My updated Things 3 Setup
Things 3 is still my favourite todo list app. To this exact day, I've been using it for 5 years and 1 month.
I wrote about how I use Things 3 years ago.
Since then, my approach of using the app hasn't changed fundamentely. But after (finally!) reading Getting Things Done earlier this year, I've tweaked my setup quite a bit: Old systems got torn out. New habits formed. Tags have been shifted.
Today I would like to give you an update on how I use Things and how it helps me stay on top of my daily tasks.
Getting a hold of the Inbox
Before reading Getting Things Done my Inbox regularly contained more than 30 or 50 tasks. It got overwhelming.
I dreaded adding new tasks to the Inbox. Instead, I let other systems act as todo lists: My email inbox, my GitHub notifications, my browser tabs. You probably know what I'm talking about.

GIVEN RECORDS
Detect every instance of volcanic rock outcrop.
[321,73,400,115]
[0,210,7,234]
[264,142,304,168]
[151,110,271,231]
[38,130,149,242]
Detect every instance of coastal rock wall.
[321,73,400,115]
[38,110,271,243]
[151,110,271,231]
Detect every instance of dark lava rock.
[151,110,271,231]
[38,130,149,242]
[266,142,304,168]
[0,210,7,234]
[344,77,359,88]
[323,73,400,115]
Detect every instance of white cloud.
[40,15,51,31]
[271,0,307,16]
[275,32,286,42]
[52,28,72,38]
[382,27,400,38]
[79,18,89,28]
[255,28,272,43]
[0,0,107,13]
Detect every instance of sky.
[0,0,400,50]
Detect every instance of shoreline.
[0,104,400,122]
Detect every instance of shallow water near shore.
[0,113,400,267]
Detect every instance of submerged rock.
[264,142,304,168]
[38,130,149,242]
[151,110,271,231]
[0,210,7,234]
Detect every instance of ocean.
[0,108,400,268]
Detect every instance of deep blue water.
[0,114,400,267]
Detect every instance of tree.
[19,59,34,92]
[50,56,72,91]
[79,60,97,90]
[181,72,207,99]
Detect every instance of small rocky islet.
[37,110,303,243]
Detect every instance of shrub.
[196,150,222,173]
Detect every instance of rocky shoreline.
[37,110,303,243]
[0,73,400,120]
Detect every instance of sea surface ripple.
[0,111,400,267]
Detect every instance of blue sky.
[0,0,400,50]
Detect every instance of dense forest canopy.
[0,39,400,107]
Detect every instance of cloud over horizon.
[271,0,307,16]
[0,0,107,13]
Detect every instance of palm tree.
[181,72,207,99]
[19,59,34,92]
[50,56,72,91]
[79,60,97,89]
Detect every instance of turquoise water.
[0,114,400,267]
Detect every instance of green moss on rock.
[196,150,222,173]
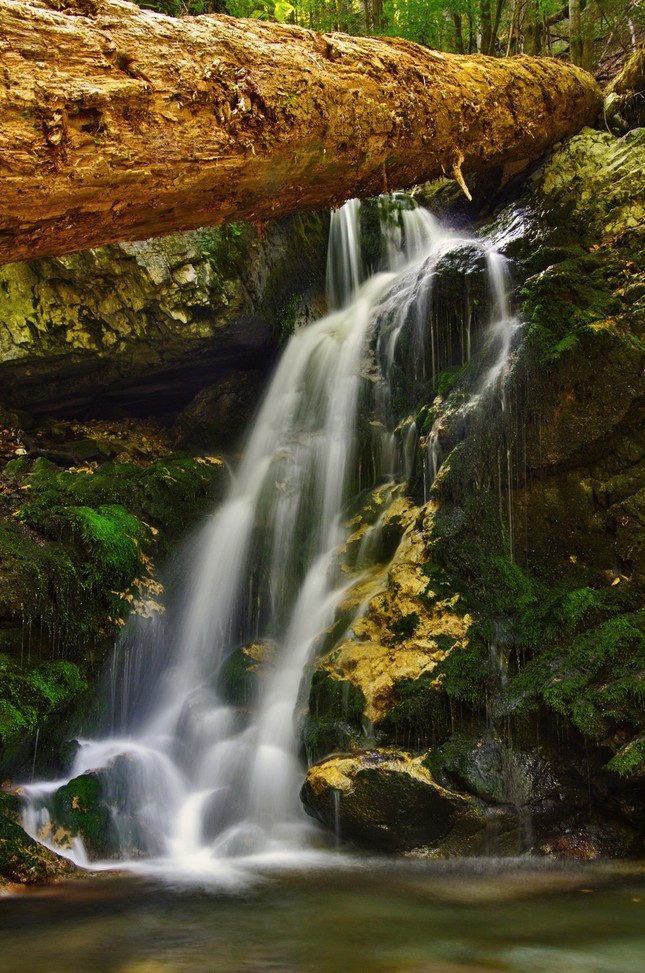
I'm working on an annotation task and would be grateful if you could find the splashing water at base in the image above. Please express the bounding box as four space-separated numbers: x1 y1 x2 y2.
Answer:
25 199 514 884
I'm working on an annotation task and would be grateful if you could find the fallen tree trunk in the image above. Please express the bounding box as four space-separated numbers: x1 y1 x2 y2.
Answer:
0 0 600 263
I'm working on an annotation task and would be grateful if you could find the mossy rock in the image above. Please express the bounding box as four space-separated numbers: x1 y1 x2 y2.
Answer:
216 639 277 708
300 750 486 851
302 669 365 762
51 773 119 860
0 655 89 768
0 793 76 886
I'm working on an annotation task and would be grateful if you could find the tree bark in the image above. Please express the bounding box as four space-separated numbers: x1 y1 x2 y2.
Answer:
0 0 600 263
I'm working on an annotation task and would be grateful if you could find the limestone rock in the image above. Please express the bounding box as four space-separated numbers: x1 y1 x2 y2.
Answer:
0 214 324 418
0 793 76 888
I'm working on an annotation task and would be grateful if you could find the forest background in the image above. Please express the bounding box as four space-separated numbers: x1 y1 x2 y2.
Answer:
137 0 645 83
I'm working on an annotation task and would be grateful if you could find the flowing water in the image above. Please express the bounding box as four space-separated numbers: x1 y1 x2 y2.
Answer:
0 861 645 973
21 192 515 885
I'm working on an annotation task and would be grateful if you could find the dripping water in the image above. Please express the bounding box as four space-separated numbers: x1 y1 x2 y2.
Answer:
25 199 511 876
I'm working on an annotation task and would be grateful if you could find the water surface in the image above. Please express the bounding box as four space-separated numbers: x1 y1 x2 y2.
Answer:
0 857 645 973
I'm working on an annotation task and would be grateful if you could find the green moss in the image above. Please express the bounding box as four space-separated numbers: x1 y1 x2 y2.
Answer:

...

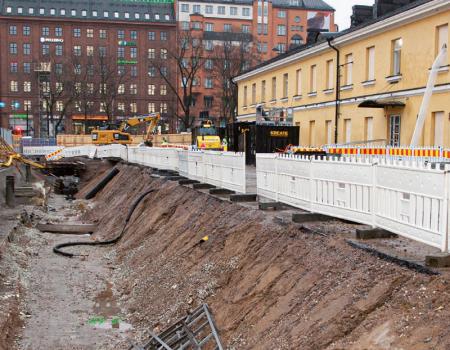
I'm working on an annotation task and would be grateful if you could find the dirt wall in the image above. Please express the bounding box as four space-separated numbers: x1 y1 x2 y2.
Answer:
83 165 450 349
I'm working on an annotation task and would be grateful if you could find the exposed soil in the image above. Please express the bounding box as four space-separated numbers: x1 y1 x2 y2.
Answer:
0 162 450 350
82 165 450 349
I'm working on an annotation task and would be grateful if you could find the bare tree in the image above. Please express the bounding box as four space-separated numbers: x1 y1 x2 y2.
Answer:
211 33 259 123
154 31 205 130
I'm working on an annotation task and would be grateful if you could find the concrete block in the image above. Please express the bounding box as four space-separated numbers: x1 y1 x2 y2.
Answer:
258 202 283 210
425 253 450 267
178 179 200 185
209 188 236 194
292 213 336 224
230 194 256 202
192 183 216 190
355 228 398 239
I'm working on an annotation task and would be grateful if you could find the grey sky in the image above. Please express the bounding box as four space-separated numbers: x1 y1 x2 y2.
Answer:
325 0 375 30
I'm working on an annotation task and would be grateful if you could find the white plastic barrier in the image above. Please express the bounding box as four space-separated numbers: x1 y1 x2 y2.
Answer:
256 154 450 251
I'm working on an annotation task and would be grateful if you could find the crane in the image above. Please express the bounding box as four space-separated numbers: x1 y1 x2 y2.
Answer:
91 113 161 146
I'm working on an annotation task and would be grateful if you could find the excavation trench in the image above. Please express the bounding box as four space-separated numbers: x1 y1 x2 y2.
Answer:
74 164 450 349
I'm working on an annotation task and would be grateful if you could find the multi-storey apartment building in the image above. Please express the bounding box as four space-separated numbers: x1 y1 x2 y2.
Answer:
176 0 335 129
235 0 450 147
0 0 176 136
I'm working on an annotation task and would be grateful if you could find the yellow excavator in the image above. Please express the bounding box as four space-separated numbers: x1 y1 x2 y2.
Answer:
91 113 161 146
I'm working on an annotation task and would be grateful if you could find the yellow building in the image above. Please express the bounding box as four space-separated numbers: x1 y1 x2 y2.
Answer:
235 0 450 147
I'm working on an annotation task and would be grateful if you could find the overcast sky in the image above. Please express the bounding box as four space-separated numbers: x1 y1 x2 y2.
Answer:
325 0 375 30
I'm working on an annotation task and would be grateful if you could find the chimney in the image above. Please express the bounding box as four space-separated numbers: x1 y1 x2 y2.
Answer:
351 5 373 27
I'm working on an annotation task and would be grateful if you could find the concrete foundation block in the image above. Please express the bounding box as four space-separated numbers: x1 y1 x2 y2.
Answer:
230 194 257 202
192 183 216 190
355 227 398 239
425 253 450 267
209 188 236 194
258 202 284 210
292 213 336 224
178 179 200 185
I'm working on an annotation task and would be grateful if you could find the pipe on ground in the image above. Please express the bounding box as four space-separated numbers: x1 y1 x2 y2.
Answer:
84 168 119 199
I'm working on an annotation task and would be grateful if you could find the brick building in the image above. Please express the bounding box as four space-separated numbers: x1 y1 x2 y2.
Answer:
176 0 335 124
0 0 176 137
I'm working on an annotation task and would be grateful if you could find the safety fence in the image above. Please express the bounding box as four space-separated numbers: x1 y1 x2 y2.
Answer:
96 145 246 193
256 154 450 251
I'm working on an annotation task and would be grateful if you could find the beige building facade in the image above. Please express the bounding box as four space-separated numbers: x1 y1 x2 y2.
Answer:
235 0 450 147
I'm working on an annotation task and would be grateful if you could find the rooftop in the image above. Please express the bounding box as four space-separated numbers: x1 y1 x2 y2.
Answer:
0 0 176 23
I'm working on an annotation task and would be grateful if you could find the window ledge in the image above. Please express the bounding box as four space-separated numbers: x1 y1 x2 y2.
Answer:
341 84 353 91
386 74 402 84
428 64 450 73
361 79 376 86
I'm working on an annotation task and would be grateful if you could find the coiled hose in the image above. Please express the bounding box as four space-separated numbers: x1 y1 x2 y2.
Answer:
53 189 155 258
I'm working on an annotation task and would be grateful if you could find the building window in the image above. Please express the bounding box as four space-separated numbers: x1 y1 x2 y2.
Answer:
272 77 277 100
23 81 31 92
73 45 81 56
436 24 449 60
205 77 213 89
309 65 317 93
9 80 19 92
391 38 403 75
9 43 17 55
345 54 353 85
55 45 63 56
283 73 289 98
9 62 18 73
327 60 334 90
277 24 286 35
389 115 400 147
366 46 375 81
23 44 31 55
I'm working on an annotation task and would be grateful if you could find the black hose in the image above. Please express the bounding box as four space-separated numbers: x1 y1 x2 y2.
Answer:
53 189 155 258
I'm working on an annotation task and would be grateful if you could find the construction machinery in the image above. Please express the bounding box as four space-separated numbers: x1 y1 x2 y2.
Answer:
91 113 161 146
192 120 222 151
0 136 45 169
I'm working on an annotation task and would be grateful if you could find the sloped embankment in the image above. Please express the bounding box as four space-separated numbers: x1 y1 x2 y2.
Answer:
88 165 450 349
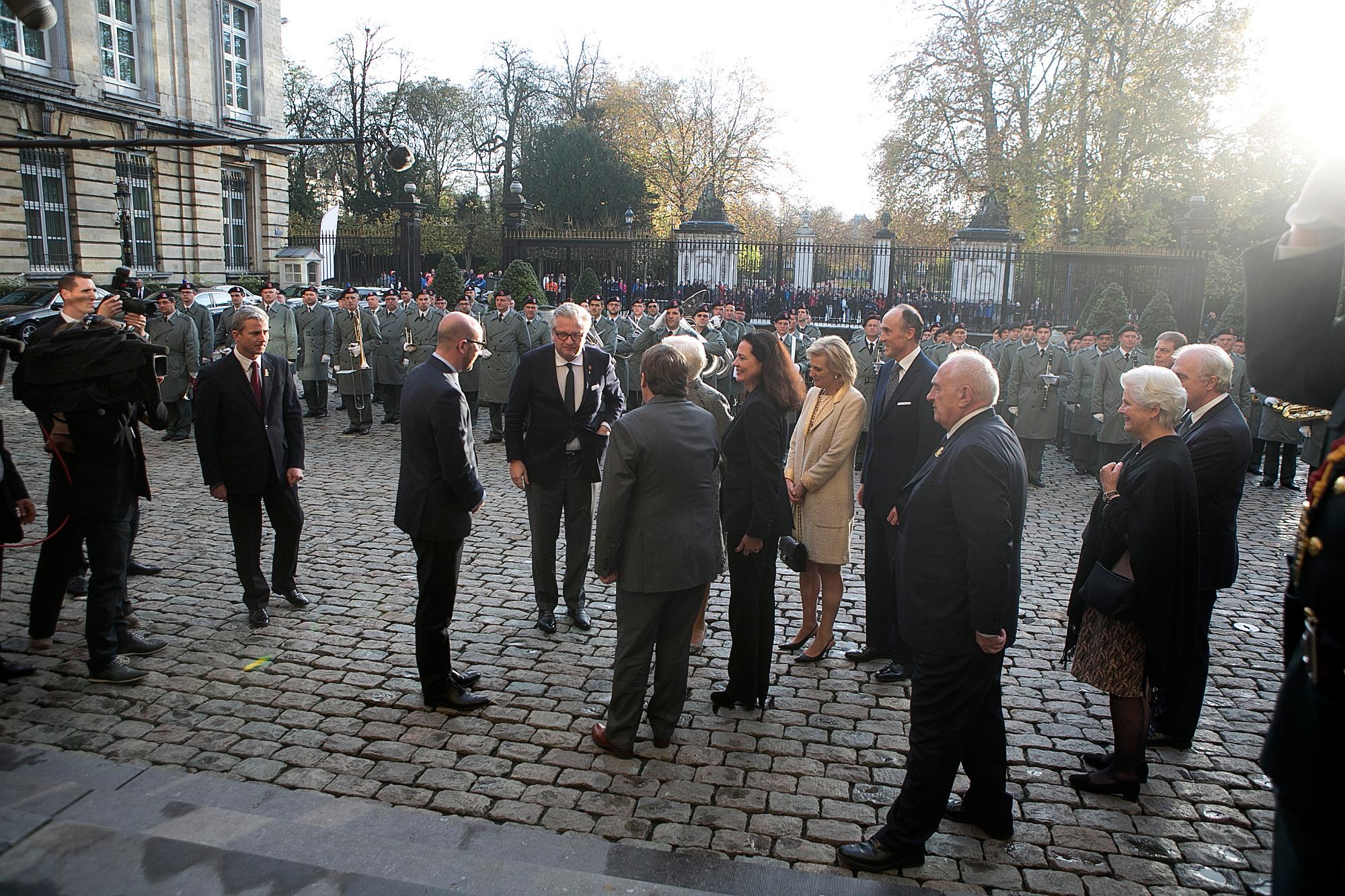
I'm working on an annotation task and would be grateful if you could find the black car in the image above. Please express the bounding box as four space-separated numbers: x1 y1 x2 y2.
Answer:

--

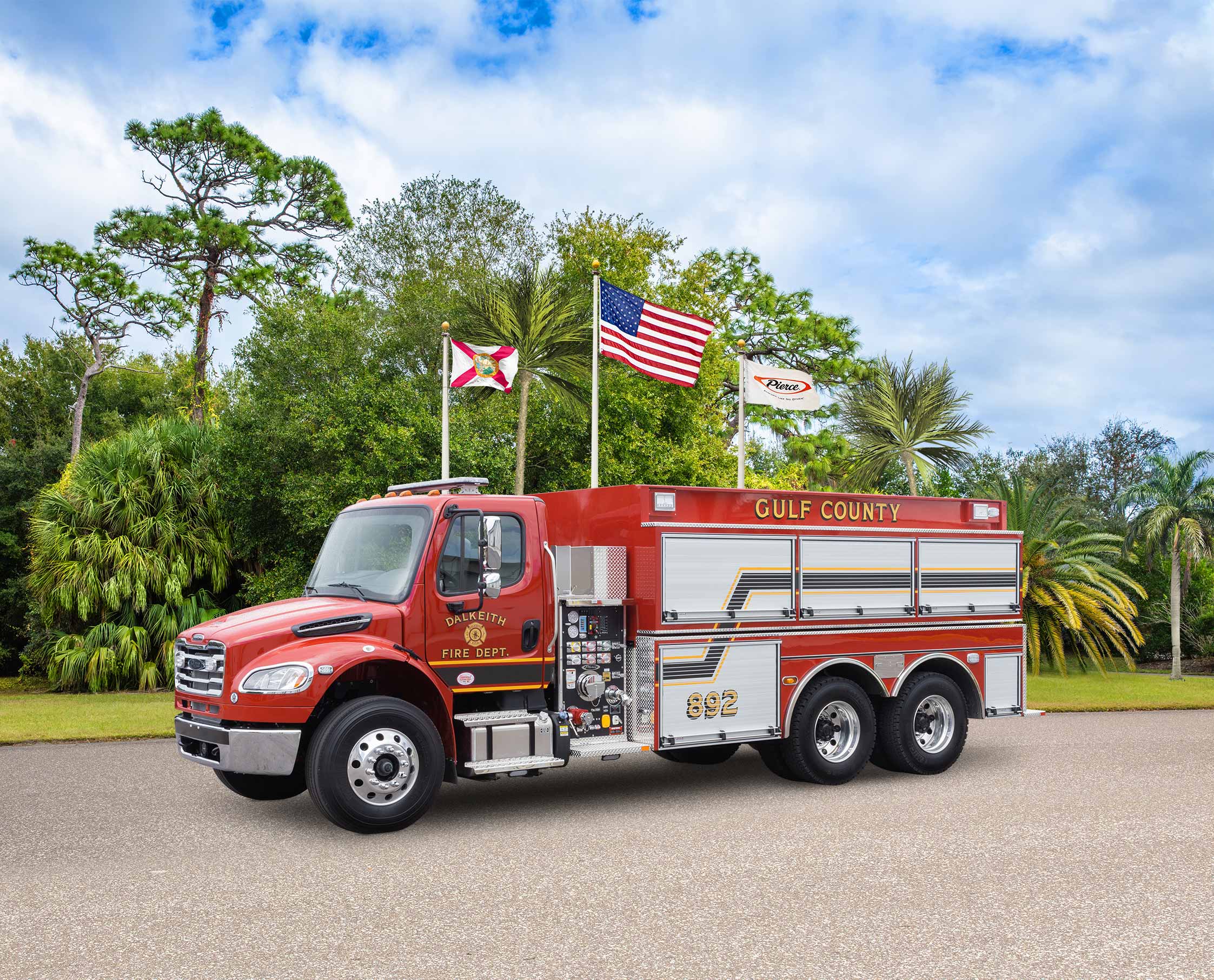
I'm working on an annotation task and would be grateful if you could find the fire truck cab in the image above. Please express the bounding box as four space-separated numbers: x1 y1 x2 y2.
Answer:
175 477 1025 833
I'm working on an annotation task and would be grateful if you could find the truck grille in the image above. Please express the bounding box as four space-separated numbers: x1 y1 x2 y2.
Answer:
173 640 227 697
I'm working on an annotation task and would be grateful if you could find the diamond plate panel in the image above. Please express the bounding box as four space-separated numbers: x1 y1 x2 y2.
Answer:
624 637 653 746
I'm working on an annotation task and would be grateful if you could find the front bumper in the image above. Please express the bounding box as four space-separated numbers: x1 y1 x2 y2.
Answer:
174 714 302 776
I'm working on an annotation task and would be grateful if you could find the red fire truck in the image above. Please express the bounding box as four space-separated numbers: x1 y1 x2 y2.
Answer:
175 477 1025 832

TASK LIST
A. In the Things 3 post, reproduce the passage between "My updated Things" and "I'm talking about.", inclusive, and substitute "GTD" for "Getting Things Done".
B. Translate this sentence from the Things 3 post into Spanish: "I dreaded adding new tasks to the Inbox."
The material comes from a different source than the Things 3 post.

PROBLEM SOLUTIONS
A.
My updated Things 3 Setup
Things 3 is still my favourite todo list app. To this exact day, I've been using it for 5 years and 1 month.
I wrote about how I use Things 3 years ago.
Since then, my approach of using the app hasn't changed fundamentely. But after (finally!) reading GTD earlier this year, I've tweaked my setup quite a bit: Old systems got torn out. New habits formed. Tags have been shifted.
Today I would like to give you an update on how I use Things and how it helps me stay on top of my daily tasks.
Getting a hold of the Inbox
Before reading GTD my Inbox regularly contained more than 30 or 50 tasks. It got overwhelming.
I dreaded adding new tasks to the Inbox. Instead, I let other systems act as todo lists: My email inbox, my GitHub notifications, my browser tabs. You probably know what I'm talking about.

B. Temía añadir tareas nuevas a la Bandeja de entrada.